▶ _EXCERPTED RECORDS_:

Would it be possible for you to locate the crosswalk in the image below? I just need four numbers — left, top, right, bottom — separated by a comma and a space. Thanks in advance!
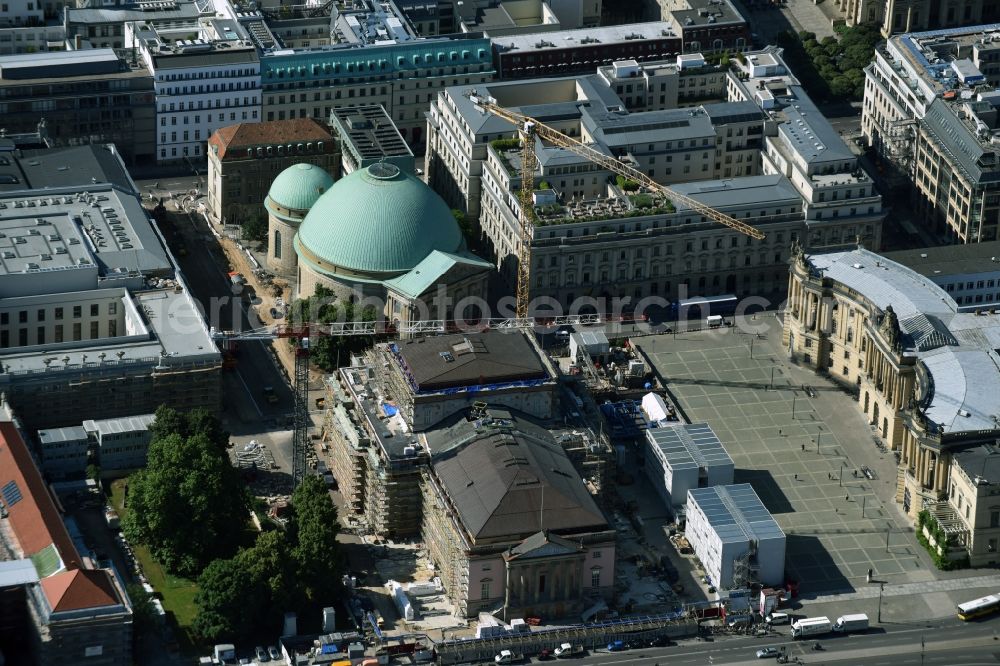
809, 574, 1000, 603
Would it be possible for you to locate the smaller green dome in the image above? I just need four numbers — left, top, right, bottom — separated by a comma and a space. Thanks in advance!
267, 164, 333, 210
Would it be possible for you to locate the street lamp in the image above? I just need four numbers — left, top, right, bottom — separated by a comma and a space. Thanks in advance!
878, 583, 885, 624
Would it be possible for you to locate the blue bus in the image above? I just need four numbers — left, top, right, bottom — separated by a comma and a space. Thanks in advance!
670, 294, 739, 321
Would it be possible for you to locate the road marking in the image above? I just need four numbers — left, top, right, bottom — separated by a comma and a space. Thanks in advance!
236, 370, 264, 418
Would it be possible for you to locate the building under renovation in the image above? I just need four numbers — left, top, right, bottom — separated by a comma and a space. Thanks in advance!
422, 409, 615, 617
0, 139, 222, 430
325, 331, 557, 537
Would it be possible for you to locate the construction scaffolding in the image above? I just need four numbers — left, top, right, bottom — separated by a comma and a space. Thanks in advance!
422, 467, 469, 617
436, 609, 698, 664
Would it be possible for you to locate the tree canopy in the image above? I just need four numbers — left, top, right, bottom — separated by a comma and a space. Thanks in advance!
122, 407, 250, 575
288, 285, 377, 372
194, 531, 300, 641
289, 475, 342, 602
194, 476, 342, 641
776, 25, 882, 101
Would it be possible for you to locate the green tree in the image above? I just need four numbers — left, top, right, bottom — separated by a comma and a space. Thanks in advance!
125, 583, 157, 634
451, 208, 474, 247
193, 530, 301, 641
122, 412, 250, 575
288, 285, 378, 372
288, 475, 342, 604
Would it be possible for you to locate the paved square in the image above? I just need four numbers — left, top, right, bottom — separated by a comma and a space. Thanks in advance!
634, 322, 934, 598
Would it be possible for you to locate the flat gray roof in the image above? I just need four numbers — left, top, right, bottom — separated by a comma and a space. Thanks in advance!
778, 85, 856, 163
330, 104, 413, 159
0, 184, 173, 279
493, 21, 678, 53
0, 279, 221, 370
688, 483, 785, 543
646, 423, 733, 470
670, 174, 802, 210
38, 426, 87, 446
583, 108, 715, 146
884, 241, 1000, 280
806, 248, 1000, 433
83, 414, 156, 435
670, 0, 746, 30
66, 2, 204, 24
393, 331, 550, 392
0, 49, 123, 79
951, 444, 1000, 485
431, 410, 608, 539
0, 560, 40, 588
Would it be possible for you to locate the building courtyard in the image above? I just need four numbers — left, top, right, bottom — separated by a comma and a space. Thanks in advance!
633, 320, 995, 619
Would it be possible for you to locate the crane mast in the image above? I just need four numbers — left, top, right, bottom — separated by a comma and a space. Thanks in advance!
468, 93, 764, 318
516, 120, 537, 319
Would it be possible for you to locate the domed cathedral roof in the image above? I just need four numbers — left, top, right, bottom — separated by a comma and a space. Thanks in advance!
264, 164, 333, 218
295, 163, 465, 280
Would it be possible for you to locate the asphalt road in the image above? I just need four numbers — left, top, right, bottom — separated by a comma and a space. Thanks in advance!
162, 202, 294, 422
560, 618, 1000, 666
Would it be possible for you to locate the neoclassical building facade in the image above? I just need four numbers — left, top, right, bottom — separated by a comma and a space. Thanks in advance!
783, 247, 1000, 542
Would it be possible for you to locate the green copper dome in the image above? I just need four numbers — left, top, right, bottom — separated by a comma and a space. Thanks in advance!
267, 164, 333, 210
295, 163, 463, 275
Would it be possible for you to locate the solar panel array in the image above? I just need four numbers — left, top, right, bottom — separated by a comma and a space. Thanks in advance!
0, 481, 22, 509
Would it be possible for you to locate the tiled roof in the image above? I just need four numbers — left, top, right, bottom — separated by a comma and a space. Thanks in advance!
433, 412, 608, 542
0, 422, 80, 569
42, 569, 120, 613
208, 118, 333, 159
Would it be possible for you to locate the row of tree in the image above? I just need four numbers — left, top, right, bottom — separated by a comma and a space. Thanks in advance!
122, 407, 342, 641
288, 285, 377, 372
194, 476, 342, 641
776, 25, 882, 102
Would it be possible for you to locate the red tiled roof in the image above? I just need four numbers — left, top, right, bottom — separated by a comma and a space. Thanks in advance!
0, 421, 80, 569
208, 118, 333, 160
42, 569, 120, 613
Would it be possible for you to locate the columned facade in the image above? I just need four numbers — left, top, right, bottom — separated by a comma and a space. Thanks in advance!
783, 244, 996, 518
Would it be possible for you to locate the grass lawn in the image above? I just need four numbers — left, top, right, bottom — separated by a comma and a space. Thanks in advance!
111, 479, 204, 654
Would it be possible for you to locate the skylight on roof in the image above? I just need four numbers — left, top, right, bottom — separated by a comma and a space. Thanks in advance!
0, 480, 23, 509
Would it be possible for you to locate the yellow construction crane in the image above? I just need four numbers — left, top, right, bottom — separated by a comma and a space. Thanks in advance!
468, 93, 764, 319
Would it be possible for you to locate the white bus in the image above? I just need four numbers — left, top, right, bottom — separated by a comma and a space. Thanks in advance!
958, 594, 1000, 620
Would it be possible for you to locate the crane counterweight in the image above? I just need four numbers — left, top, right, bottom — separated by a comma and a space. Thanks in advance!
469, 93, 764, 318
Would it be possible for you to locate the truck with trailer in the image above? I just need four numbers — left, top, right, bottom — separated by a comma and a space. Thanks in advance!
555, 643, 584, 659
792, 617, 833, 638
833, 613, 870, 634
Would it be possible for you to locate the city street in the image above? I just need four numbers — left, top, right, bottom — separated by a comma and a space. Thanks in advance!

▶ _SET PROBLEM_:
Update everything from the line containing "Would it be possible for you to locate the solar" down to the line containing "0, 480, 23, 509", replacing "columned facade" with "colonnaded facade" and leaving all else unchanged. Give back only those lines.

▶ _ANSWER TO THIS TASK_:
Would it be possible for you to locate the solar panel array in the image above? I just need four numbers — left, top, right, bottom — separated by a comma and a space. Thanks in advance!
0, 481, 22, 509
Would it be possible for you to locate the tiled roof in the image above? I just need four numbers — left, top, right, bottom — separated by a comma and a space. Thanks in advance!
433, 412, 608, 542
0, 422, 80, 569
42, 569, 120, 613
208, 118, 333, 159
Would it be possible for you to locate the row of tree in the image above? I just need four numbers — left, top, right, bottom — separated by a comma and a space. Thanks in advance!
122, 407, 342, 641
288, 285, 377, 372
194, 476, 342, 641
776, 25, 882, 102
Would it be possible for you to locate the red tiled roof in the image above? I just need four numbers — left, top, right, bottom — separated by a comma and a space. Thanks in advance!
0, 421, 80, 569
208, 118, 333, 160
42, 569, 120, 613
Would it be possible for you to locate the colonnaded facade in the image above? I just need four numbers — left, top, right, bottom — separated by a comma and a space. Thanks in advance!
783, 244, 996, 518
Would it be possible for you to locate the grass lawn in the image above? I just need four numbers — left, top, right, bottom — separated by a comma and a space. Thanks in advance!
111, 479, 204, 654
Would it be possible for you to locate the skylight on roof in the image above? I just need four numbers — left, top, right, bottom — separated by a comma and a space. Thanks in advance!
0, 480, 23, 509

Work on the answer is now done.